Extend the interview about technology in schools, beginning after its final sentence.

Article:
────────
I don’t know about the future. I don’t have a crystal ball! I could care less about the tool, if it is Twitter or Facebook or whatever, I want to make the schools as transparent as humanly possible. I want teachers and parents and students to be able to talk authentically on an ongoing and as-needed basis. I want more structures inside of schools that allow teacher and parents and teachers and families to know each other. We need to leverage the technology to support and transform those communications structures.
I think too often, we see home and school as separate and not always on the same side. That has to change. We need to leverage the tools to help that change. The specific tools we use is less important than the fact that we use them at all.
Victor: Are 1 to 1 laptop programs going to be superseded by tablets in the classroom? iPads, mini tablets, etc?
Chris: I don’t know. I’m sure we’ll see. The funny thing is that we don’t have enough laptop implementations to know. Tablets are cheaper so I’m sure there will be schools that will use them.
What I hope is that we have a wide range of devices being used in schools. Whether it is an Apple laptop, or an iPad, or a Chromebook, what I want to see is authentic use of the tools. I want to see kids being able to learn. I want to see them be able to create. I want to see them be able to share. I want to see them be able to network. I want to see them be able to research. What device they use — well what’s the best device for that?
────────
Supplied information:
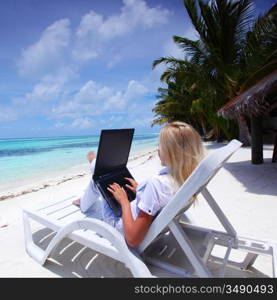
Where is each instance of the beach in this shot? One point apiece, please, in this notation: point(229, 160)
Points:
point(245, 192)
────────
Task response:
The devices continue to evolve; the devices continue to get more powerful and more interesting. I don’t think we know what will be best. I think there is always space. I think giving kids access to really powerful tools is key. I love laptops because as much as I love my iPad, there are things it can’t do. Now, will that change over the next few years? Quite possibly. I don’t know.
Victor: Let’s talk about BYOD and the issues and challenges involved – what are the key issues and challenges, what direction should leaders be headed in?
Chris: The single greatest issue that we should be concerned with about BYOD is simply this: BYOD cannot be an excuse for districts to not provide technology to students who come from economically challenged backgrounds. Asking a kid to use a $150 Smartphone when the kid next to him has a $2,000 laptop is not educational equity.
What I’d like to see is a hybrid. If you are on free or reduced lunch, schools can provide robust, powerful devices. If not, then we can make sure there is a sliding scale of paying for this. There are a million different ways to make sure that you maintained educational equity.
We need to understand that the difference between a kids using a laptop and a kid using a Smartphone, but at the same time, if we can provide devices and kids have other devices and they want to bring them in, rock on! We give every single kid a laptop at Science Leadership Academy; we also let them use their Smartphone and their iPads if they want to bring those in too.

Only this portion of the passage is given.